Directions for this task:
Restate all entries exactly.

(Data excerpts)
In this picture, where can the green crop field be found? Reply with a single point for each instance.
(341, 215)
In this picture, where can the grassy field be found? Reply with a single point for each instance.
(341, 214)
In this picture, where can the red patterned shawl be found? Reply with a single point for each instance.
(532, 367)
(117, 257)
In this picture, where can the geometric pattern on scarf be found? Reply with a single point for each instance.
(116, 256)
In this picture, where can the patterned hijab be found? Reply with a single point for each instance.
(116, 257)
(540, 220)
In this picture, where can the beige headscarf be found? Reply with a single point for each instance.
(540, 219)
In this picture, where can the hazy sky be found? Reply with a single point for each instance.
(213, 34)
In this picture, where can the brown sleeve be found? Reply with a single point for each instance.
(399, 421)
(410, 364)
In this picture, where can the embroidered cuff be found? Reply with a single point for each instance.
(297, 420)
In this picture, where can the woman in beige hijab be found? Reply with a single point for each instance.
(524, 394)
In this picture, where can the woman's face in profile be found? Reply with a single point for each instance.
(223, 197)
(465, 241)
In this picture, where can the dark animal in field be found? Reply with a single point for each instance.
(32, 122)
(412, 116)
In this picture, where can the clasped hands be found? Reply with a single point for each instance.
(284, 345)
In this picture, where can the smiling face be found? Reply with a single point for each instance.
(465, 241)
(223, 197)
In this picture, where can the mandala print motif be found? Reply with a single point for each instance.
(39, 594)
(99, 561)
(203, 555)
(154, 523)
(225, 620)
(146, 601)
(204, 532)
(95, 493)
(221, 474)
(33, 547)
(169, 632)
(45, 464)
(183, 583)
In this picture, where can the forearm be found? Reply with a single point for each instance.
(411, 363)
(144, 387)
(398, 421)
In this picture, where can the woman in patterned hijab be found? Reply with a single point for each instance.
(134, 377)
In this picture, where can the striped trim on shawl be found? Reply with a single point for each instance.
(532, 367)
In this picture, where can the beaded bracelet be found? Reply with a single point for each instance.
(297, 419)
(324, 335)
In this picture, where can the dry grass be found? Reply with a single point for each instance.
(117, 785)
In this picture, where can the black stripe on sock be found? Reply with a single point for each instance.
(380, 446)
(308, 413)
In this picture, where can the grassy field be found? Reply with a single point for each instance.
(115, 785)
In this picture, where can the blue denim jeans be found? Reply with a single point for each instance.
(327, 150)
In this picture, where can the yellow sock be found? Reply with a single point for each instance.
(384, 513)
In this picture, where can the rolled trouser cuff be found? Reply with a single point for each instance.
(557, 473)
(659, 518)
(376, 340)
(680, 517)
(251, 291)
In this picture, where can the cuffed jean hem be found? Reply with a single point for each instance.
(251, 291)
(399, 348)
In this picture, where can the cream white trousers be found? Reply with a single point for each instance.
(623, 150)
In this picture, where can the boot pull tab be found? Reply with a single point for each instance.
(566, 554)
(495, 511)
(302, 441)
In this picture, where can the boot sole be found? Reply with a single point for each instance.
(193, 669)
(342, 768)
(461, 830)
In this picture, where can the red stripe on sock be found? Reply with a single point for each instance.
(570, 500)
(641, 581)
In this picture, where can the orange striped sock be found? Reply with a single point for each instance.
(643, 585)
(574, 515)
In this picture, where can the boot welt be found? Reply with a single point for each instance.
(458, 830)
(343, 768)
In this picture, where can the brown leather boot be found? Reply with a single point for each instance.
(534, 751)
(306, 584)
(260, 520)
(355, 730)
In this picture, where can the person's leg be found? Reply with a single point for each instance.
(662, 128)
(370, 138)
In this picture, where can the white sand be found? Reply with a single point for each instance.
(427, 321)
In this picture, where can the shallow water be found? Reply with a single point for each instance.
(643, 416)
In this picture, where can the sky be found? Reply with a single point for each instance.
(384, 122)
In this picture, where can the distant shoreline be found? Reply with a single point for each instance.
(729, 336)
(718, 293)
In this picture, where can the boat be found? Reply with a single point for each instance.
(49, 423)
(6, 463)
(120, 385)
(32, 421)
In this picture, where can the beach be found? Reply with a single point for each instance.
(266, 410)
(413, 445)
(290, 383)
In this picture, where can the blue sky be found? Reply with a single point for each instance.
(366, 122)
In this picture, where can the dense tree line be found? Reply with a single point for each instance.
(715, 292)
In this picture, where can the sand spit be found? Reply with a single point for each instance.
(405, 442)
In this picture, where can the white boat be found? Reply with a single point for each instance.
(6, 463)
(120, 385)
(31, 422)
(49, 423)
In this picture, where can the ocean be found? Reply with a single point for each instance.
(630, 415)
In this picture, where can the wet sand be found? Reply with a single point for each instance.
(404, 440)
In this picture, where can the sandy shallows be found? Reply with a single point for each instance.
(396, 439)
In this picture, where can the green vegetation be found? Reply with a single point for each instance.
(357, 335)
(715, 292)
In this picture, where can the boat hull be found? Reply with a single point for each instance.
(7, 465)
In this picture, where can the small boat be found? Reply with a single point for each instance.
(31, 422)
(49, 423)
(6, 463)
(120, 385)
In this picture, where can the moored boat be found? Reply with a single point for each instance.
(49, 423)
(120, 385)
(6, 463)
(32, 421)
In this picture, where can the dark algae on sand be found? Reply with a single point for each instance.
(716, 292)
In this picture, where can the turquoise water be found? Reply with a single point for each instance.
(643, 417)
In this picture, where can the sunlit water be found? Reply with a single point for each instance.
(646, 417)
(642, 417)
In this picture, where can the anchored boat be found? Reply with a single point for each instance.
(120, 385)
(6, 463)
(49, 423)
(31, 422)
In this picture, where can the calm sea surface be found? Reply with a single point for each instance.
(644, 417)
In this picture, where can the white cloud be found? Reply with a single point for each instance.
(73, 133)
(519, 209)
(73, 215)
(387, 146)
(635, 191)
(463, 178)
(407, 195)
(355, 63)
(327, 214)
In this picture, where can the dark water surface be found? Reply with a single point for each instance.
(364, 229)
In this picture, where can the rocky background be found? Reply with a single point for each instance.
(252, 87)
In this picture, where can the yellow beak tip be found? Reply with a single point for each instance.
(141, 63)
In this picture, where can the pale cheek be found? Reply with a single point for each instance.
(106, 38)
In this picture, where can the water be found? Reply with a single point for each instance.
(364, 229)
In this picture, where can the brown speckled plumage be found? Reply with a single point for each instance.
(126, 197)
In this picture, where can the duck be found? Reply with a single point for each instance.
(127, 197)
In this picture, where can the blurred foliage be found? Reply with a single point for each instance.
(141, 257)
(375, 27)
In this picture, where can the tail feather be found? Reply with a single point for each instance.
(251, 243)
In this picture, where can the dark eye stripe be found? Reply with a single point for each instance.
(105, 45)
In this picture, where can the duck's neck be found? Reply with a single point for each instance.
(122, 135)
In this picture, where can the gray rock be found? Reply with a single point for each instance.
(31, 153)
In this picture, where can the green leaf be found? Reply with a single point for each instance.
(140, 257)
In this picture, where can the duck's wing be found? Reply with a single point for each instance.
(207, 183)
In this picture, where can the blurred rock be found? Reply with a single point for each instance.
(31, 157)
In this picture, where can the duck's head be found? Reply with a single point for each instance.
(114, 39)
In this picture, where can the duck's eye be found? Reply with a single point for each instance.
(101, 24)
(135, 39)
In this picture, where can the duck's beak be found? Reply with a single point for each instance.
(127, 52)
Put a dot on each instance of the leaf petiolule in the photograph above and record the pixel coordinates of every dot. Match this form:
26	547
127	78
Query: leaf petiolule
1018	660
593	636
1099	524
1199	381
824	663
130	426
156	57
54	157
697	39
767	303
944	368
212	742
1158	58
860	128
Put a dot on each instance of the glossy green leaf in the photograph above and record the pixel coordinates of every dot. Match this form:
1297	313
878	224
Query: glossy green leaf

Response to the exercise:
In this picture, where can the green crop field be found? Reply with a single point for each instance.
(341, 215)
In this picture, where can the grassy field be found? Reply with a single point for each instance.
(341, 214)
In this picture, where can the red patterned shawl be found? Reply with a single point for each instance.
(532, 367)
(117, 257)
In this picture, where can the geometric pattern on scarf be found? Reply with a single point for each instance.
(116, 256)
In this picture, where can the patterned hijab be found? Reply with a single point for each instance.
(116, 257)
(540, 220)
In this picture, where can the beige headscarf be found? Reply with a single point for each instance.
(540, 219)
In this picture, where can the hazy sky be found? Reply with a single point for each instance.
(213, 34)
In this picture, where can the brown sleeve be found? Reply with a single point for each instance.
(399, 421)
(410, 364)
In this picture, where can the embroidered cuff be found? Reply with a single point for each instance.
(297, 420)
In this picture, where can the woman in beige hijab be found? Reply with a single point for each instance.
(524, 394)
In this picture, where can the woman's face in profile be found? Reply with a single point for each instance.
(223, 197)
(465, 241)
In this picture, where can the dark animal in field be found? Reply with a single point for each instance.
(32, 122)
(412, 116)
In this picture, where can the clasped hands be found? Reply with a single point for each instance.
(284, 345)
In this picture, where can the smiling face be found? Reply with a single point for each instance.
(465, 241)
(223, 197)
In this picture, where can the mandala print motif be found? Reply with a single point for each instance.
(39, 594)
(99, 561)
(203, 555)
(154, 523)
(225, 620)
(146, 601)
(204, 532)
(95, 493)
(221, 474)
(33, 547)
(169, 632)
(45, 464)
(183, 583)
In this picture, where can the forearm be found? Reply with a single point for each instance.
(411, 363)
(144, 387)
(398, 421)
In this picture, where can the woman in patterned hijab be found? Reply with a single point for each instance.
(134, 377)
In this picture, where can the striped trim on shawl be found? Reply with a single point for each instance.
(532, 367)
In this picture, where can the beaded bracelet be found? Reply with a single point for each instance.
(297, 419)
(324, 335)
In this picture, where can the dry grass be found? Reply with a single point for each instance.
(117, 785)
In this picture, where can the black stripe on sock be found? Reply with a single point for each instance.
(380, 446)
(308, 413)
In this picture, where can the grassy field be found? Reply with a single point for each instance.
(115, 785)
In this picture, where can the blue denim jeans be found? Reply with a single point for each instance.
(327, 150)
In this picture, where can the yellow sock be found? Reply with a single point for each instance.
(384, 513)
In this picture, where can the rolled trouser cuff be found? Reply with a single point for each instance.
(557, 473)
(659, 518)
(376, 340)
(680, 517)
(251, 291)
In this picture, where can the cuffed jean hem be found? Reply with a single point for each instance.
(251, 291)
(399, 348)
In this picture, where can the cream white trousers be found? Reply with a single point for each instance.
(623, 150)
In this picture, where can the boot pull tab be found? Reply with a single point for each instance.
(566, 554)
(495, 511)
(302, 441)
In this picture, where can the boot sole be found? Reply with a single point for each instance.
(193, 669)
(342, 768)
(461, 830)
In this picture, where can the red stripe on sock be found? Reply with a single point for each instance.
(570, 500)
(641, 581)
In this picture, where can the orange striped sock be found? Reply with a single point for each instance.
(643, 585)
(574, 515)
In this picture, where can the boot welt be found? Reply with a single point for each instance.
(458, 830)
(343, 768)
In this picture, where can the brown leather boot be found? Reply with a single point for each instance.
(534, 751)
(306, 584)
(260, 520)
(355, 730)
In this picture, where can the person's leg be found? Reply with a single point for each instance.
(662, 128)
(370, 138)
In this picture, where can the white sand be found? Reply with a single point for each instance.
(427, 321)
In this picture, where can the shallow water be found? Reply with a single point for each instance.
(643, 416)
In this picture, where can the sky be found? Reply with a single point for each instance.
(384, 122)
In this picture, where can the distant shoreline be found? Reply with a single point for each instance.
(729, 336)
(718, 293)
In this picture, where can the boat be found? Reply with a single point for each instance.
(49, 423)
(6, 463)
(120, 385)
(32, 421)
In this picture, where can the beach be found? Reply with a single point for each instance.
(266, 410)
(413, 445)
(290, 383)
In this picture, where can the blue sky be found? Reply with a single point for each instance.
(366, 122)
In this picture, where can the dense tree line be found? Reply with a single point for each instance.
(715, 292)
In this picture, where can the sand spit be found? Reply with a single point for each instance.
(405, 442)
In this picture, where can the white boat be found? Reply with a single point for each instance.
(6, 463)
(120, 385)
(31, 422)
(49, 423)
In this picture, where can the ocean be found? Reply with a single point for each instance.
(630, 415)
In this picture, where can the wet sand be found? Reply with a single point for each instance.
(404, 440)
In this picture, where can the sandy shallows be found? Reply with a single point for each instance.
(396, 439)
In this picture, where can the green vegetation be found? Reply with a single point for each instance.
(357, 335)
(715, 292)
In this picture, where can the boat hull be found? Reply with a single point for each instance.
(7, 465)
In this picture, where can the small boat be found? Reply with a single point for each instance.
(31, 422)
(49, 423)
(6, 463)
(120, 385)
In this picture, where can the moored boat be found? Reply with a single point for each instance.
(49, 423)
(120, 385)
(6, 463)
(32, 421)
In this picture, where can the dark algae on sand be found? Reply with a single point for each instance.
(716, 292)
In this picture, where can the turquoise water be found? Reply with a single point for each instance.
(643, 417)
In this picture, where can the sunlit water be found? Reply with a single point for each instance.
(646, 417)
(642, 417)
In this picture, where can the anchored boat be found? Reply with a single point for each instance.
(120, 385)
(6, 463)
(49, 423)
(31, 422)
In this picture, where can the calm sea surface be found? Reply with a single point for each instance.
(644, 417)
In this picture, where can the white cloud be found? Reply with a single point for each instance.
(73, 133)
(519, 209)
(73, 215)
(387, 146)
(635, 191)
(463, 178)
(407, 195)
(355, 63)
(327, 214)
In this picture, where can the dark water surface be found? Reply with a single point for each instance.
(364, 229)
In this picture, where can the rocky background be found? Reply with a single point for each instance.
(252, 87)
In this picture, where can the yellow beak tip be found? Reply with a single point for each instance.
(141, 63)
In this picture, where can the pale cheek be found? Reply with a single point for each instance.
(106, 38)
In this picture, where can the water be found? Reply with a single point for each instance.
(364, 229)
In this picture, where can the brown speckled plumage be found? Reply with a single point for each instance.
(126, 197)
In this picture, where can the duck be found? Reply with a single point for each instance.
(127, 197)
In this picture, where can the blurred foliage be found? Reply with a single point for each instance.
(141, 257)
(375, 27)
In this picture, where can the tail feather be found? Reply with a single point for each instance.
(251, 243)
In this picture, where can the dark eye stripe be found? Reply with a single point for each instance.
(105, 45)
In this picture, where can the duck's neck be found? Reply with a single point for each instance.
(122, 135)
In this picture, where can the gray rock be found? Reply with a single point for each instance.
(31, 153)
In this picture, where can the green leaf be found? Reply with a single point for each instance.
(140, 257)
In this picture, where can the duck's wing be found? Reply with a single point for each instance.
(207, 183)
In this picture, where can the blurred rock be found? Reply with a single point for each instance.
(31, 157)
In this picture, where can the duck's head be found? Reply with a single point for each instance.
(114, 39)
In this picture, where can the duck's eye be found? Reply with a single point for each instance.
(101, 24)
(135, 39)
In this picture, where can the duck's beak be found? Reply with a single point for each instance.
(127, 52)
Put a dot on each instance of the leaf petiolule in the photograph above and record the pixel coordinates of every dot. Match this form:
26	547
127	78
Query: leaf petiolule
1018	660
593	636
1099	524
1199	381
824	663
130	426
156	57
54	157
697	39
767	303
944	368
212	742
1158	58
860	128
Put a dot on each instance of the glossy green leaf in the photograph above and record the pixel coordinates of every dot. Match this form:
1297	313
878	224
Query: glossy green leaf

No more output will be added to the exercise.